PROBLEM TO SOLVE: Could you write out, word for word, each line from the one containing "# answer: one" to the last line of the data below, both included and nothing more?

STUDY MATERIAL below:

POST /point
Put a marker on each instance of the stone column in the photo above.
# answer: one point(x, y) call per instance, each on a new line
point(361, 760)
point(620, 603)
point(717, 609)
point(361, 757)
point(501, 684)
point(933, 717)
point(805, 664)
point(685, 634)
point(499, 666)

End of STUDY MATERIAL.

TASK RESULT:
# answer: one point(x, y) call per instance, each on a new line
point(361, 760)
point(620, 603)
point(717, 609)
point(361, 757)
point(501, 684)
point(933, 717)
point(805, 664)
point(685, 634)
point(499, 666)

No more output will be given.